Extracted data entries

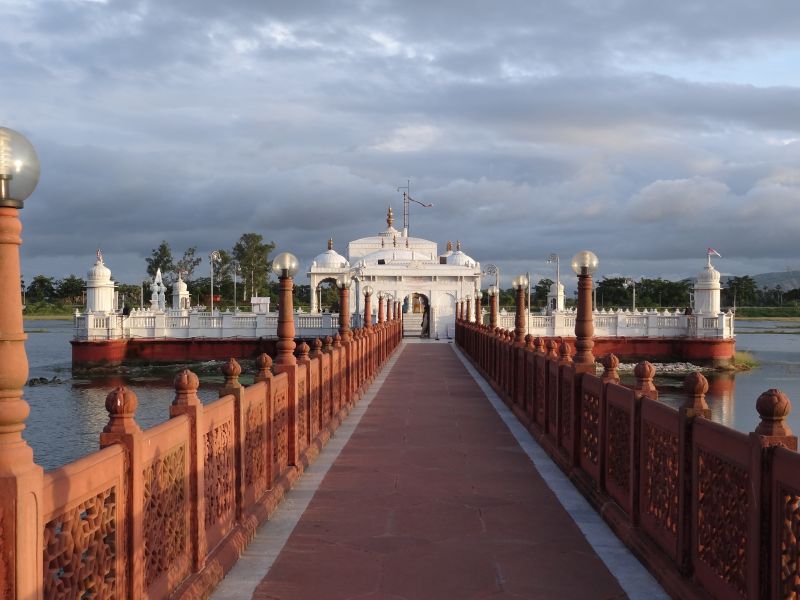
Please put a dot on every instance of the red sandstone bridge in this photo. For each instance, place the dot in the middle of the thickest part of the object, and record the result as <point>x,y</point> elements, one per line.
<point>498,467</point>
<point>472,471</point>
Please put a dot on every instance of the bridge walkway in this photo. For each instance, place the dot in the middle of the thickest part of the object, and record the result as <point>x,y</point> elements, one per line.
<point>433,497</point>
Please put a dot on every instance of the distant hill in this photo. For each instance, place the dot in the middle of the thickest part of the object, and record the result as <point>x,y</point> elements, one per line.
<point>788,280</point>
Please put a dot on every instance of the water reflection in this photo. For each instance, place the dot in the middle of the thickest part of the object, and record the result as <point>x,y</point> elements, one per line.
<point>66,418</point>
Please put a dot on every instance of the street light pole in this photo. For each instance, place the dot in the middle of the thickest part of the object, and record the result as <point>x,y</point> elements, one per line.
<point>214,256</point>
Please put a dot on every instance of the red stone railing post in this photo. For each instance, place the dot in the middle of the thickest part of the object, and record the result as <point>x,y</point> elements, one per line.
<point>695,386</point>
<point>122,429</point>
<point>773,407</point>
<point>610,363</point>
<point>21,480</point>
<point>187,403</point>
<point>231,371</point>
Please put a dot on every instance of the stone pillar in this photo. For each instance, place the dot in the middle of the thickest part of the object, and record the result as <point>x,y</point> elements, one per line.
<point>285,345</point>
<point>367,311</point>
<point>344,311</point>
<point>21,479</point>
<point>519,320</point>
<point>584,325</point>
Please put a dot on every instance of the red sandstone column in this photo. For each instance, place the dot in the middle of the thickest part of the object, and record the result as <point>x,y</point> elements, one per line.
<point>187,403</point>
<point>21,479</point>
<point>493,291</point>
<point>122,429</point>
<point>286,265</point>
<point>584,263</point>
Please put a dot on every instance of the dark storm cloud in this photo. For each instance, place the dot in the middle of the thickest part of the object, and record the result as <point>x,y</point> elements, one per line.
<point>533,127</point>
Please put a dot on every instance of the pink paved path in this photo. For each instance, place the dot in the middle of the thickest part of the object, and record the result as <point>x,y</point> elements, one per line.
<point>433,498</point>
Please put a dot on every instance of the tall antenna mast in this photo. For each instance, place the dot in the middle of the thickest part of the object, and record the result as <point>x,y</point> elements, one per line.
<point>407,199</point>
<point>406,194</point>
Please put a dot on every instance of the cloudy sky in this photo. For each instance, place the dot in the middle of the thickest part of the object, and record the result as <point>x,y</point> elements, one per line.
<point>643,131</point>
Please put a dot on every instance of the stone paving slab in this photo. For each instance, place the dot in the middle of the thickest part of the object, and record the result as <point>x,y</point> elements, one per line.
<point>433,498</point>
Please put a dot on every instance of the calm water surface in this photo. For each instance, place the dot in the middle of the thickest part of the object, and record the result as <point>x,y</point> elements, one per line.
<point>66,418</point>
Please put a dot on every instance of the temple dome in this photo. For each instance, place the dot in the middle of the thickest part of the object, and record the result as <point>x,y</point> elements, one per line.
<point>330,259</point>
<point>708,275</point>
<point>99,273</point>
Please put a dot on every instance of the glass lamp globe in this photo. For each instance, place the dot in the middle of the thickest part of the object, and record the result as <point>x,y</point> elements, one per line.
<point>286,264</point>
<point>585,259</point>
<point>19,168</point>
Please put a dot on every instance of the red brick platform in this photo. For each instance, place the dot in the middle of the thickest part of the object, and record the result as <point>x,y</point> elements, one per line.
<point>432,497</point>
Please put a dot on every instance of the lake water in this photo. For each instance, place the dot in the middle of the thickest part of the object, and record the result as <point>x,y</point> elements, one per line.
<point>67,417</point>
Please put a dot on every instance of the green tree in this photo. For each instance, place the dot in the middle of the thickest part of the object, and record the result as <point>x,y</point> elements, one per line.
<point>70,288</point>
<point>160,258</point>
<point>41,288</point>
<point>188,263</point>
<point>253,255</point>
<point>740,291</point>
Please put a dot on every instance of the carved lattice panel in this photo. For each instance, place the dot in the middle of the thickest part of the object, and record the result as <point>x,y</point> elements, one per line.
<point>255,442</point>
<point>326,392</point>
<point>540,390</point>
<point>219,474</point>
<point>790,545</point>
<point>164,520</point>
<point>552,397</point>
<point>302,410</point>
<point>590,427</point>
<point>566,406</point>
<point>280,444</point>
<point>722,505</point>
<point>618,465</point>
<point>80,550</point>
<point>660,477</point>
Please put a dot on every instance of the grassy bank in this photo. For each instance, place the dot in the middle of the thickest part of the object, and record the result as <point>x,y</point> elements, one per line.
<point>768,312</point>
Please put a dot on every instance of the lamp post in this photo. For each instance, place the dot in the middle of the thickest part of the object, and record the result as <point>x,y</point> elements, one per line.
<point>20,477</point>
<point>584,263</point>
<point>367,306</point>
<point>631,283</point>
<point>493,291</point>
<point>553,258</point>
<point>286,265</point>
<point>212,258</point>
<point>520,284</point>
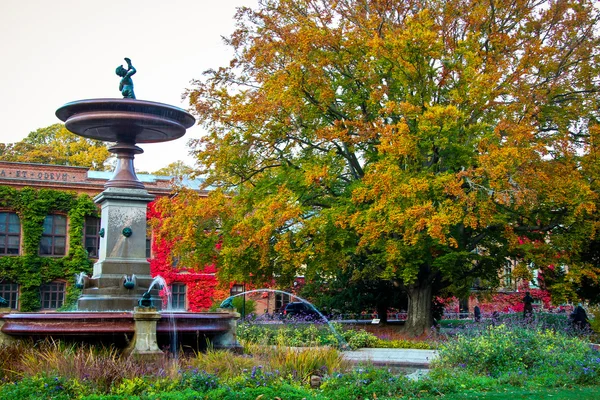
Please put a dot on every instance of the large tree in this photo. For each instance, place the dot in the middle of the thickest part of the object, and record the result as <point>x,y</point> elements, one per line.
<point>56,145</point>
<point>427,139</point>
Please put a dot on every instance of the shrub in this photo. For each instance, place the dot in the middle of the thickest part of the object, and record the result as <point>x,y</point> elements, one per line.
<point>515,353</point>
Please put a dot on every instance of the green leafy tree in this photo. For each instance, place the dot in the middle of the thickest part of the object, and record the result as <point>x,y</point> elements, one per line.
<point>428,139</point>
<point>56,145</point>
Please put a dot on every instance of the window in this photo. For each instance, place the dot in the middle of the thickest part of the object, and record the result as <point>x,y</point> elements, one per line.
<point>54,236</point>
<point>236,289</point>
<point>10,293</point>
<point>10,233</point>
<point>53,295</point>
<point>91,238</point>
<point>178,296</point>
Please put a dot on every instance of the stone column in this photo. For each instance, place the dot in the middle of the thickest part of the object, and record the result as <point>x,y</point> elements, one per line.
<point>144,341</point>
<point>122,252</point>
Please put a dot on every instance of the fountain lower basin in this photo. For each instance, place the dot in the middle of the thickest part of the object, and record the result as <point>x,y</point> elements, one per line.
<point>193,330</point>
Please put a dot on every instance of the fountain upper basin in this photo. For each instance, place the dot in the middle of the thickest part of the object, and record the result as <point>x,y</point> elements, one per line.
<point>125,120</point>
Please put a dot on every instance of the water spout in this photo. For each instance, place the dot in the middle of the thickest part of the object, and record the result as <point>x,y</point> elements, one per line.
<point>227,303</point>
<point>129,281</point>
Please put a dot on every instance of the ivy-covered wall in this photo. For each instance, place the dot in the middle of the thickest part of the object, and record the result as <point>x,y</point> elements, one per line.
<point>30,270</point>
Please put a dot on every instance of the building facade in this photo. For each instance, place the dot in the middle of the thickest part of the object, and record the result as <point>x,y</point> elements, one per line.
<point>49,236</point>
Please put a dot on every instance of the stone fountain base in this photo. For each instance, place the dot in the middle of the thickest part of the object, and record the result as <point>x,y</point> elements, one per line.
<point>193,331</point>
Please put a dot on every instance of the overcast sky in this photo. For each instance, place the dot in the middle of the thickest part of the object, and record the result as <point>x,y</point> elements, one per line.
<point>56,51</point>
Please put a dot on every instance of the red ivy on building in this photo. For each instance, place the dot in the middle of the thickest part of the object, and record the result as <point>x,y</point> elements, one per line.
<point>201,285</point>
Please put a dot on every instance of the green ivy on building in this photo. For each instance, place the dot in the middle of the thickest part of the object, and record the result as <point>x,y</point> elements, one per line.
<point>30,270</point>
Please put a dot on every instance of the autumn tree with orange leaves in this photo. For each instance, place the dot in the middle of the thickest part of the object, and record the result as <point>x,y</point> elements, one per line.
<point>418,142</point>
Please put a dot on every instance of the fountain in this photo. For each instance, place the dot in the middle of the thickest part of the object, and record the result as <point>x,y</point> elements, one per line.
<point>227,303</point>
<point>121,292</point>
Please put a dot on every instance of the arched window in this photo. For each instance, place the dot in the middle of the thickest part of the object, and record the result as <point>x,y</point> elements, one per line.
<point>178,296</point>
<point>52,295</point>
<point>10,292</point>
<point>10,233</point>
<point>91,239</point>
<point>54,236</point>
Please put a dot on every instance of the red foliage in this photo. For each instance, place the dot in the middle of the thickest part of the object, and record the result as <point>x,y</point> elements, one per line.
<point>201,285</point>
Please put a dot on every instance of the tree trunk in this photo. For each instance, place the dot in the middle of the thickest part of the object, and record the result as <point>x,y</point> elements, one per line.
<point>419,319</point>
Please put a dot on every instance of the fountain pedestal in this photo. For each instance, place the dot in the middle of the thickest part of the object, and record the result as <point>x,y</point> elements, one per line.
<point>145,343</point>
<point>122,253</point>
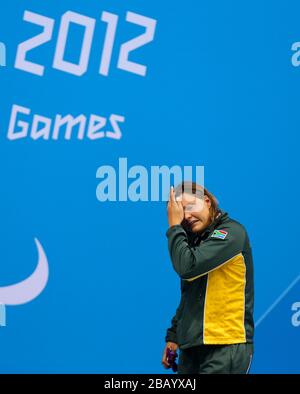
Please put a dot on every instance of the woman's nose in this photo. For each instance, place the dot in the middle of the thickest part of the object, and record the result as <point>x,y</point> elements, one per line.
<point>187,215</point>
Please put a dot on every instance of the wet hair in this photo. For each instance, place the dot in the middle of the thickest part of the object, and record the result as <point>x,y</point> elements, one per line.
<point>199,191</point>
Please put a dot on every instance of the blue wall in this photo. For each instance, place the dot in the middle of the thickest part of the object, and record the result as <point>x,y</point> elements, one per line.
<point>221,91</point>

Exercise task:
Rewrite the listing from its start up to and including the line with "<point>472,471</point>" as a Markdown table with the columns No. and Line, one row per line. Leave out blank lines and the pictures.

Task answer:
| No. | Line |
|---|---|
| 1 | Please put a dot on every instance of the red sandstone bridge in this photo. For each instance, place the dot in the middle of the thickest part of the object, and record the result as <point>x,y</point> elements, one per line. |
| 2 | <point>498,467</point> |
| 3 | <point>472,471</point> |